Work to complete
List every line in the records below that contains the word "pickaxe", copying each one in full. Case counts.

Extracted records
_ _ _ _
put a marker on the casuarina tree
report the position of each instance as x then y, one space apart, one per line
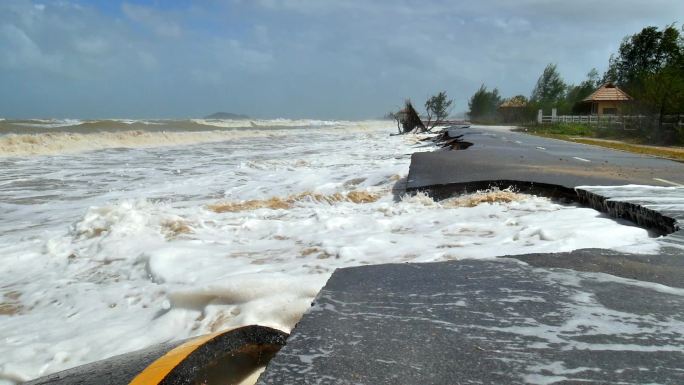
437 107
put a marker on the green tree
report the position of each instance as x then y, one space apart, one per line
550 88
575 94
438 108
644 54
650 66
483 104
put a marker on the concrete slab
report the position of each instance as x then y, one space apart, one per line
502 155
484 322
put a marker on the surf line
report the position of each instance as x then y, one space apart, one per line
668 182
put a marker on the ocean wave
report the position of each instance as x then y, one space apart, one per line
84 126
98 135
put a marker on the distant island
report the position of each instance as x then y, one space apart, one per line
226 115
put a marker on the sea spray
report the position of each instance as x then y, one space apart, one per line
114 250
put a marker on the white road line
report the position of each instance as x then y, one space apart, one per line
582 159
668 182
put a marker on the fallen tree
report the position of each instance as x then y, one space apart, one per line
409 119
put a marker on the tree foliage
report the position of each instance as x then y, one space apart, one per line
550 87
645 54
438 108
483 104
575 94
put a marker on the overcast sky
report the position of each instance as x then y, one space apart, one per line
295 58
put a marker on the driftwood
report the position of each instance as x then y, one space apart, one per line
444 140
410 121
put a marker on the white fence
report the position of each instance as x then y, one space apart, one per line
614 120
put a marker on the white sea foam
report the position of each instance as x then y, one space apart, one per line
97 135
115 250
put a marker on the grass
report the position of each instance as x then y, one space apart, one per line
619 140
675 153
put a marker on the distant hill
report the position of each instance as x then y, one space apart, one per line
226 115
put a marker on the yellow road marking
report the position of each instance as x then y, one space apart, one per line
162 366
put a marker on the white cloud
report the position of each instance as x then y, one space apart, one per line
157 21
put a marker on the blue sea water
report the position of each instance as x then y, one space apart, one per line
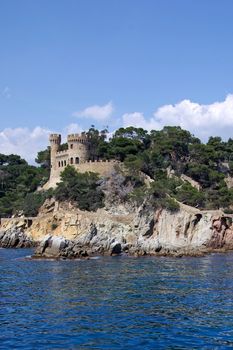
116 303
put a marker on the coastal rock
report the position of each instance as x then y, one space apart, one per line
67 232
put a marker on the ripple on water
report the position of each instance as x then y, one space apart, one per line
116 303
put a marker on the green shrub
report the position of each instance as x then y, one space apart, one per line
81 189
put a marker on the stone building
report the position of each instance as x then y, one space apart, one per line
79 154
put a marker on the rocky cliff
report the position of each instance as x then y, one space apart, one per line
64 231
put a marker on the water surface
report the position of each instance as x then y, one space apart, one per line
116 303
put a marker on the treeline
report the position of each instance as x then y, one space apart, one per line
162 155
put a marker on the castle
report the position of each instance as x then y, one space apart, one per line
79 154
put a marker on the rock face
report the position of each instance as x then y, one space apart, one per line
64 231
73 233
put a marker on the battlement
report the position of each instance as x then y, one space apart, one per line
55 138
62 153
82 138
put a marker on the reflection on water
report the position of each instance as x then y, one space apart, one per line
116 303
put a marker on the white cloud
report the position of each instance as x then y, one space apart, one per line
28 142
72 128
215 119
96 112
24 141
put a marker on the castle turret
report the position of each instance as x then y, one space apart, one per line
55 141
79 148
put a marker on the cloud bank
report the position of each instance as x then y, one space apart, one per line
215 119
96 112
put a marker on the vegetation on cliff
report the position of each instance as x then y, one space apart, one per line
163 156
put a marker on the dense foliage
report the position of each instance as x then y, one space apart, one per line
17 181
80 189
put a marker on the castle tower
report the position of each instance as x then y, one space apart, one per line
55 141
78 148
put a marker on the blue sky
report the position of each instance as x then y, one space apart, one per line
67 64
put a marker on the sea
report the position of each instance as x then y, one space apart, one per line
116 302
_ _ _ _
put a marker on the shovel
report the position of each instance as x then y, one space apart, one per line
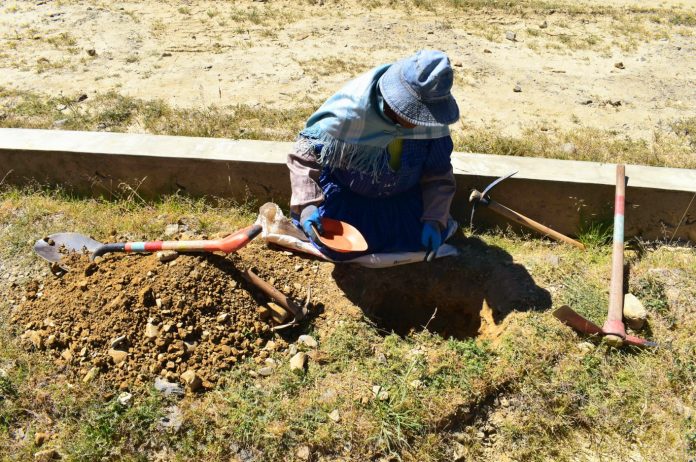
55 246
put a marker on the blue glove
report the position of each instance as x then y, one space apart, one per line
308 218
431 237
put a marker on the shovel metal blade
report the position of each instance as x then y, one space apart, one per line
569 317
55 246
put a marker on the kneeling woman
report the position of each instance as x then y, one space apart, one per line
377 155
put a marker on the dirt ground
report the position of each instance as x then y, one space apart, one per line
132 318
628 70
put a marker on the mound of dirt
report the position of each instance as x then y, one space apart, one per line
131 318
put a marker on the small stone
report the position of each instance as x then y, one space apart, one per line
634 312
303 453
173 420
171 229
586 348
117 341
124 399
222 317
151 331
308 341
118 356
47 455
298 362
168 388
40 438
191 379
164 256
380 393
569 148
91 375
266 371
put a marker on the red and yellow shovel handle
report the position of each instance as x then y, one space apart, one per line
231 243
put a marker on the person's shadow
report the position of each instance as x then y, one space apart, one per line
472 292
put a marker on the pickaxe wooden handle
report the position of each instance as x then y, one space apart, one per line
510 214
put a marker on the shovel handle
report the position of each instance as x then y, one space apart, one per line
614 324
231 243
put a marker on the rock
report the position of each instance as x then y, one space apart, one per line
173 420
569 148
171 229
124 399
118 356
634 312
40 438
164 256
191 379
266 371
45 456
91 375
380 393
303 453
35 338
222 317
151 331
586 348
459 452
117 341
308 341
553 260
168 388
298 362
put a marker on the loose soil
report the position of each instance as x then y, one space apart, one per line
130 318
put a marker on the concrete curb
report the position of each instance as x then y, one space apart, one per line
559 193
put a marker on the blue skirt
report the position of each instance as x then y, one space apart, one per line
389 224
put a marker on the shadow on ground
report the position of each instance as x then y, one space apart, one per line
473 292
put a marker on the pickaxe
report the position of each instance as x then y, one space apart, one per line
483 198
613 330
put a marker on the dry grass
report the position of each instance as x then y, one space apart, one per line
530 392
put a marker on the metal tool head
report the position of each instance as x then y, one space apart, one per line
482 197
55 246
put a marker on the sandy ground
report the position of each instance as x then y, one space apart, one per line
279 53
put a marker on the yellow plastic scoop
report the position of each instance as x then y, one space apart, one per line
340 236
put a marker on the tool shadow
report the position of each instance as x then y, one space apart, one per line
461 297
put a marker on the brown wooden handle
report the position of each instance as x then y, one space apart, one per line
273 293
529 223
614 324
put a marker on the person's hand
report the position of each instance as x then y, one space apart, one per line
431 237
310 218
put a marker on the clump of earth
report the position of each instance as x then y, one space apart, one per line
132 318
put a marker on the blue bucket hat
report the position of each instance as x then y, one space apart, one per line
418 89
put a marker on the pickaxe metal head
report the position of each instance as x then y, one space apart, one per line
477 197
_ _ _ _
Solution to this exercise
put a marker on the pickaxe wooden handle
put a marker on the pickaxe
put a marker on the pickaxe metal head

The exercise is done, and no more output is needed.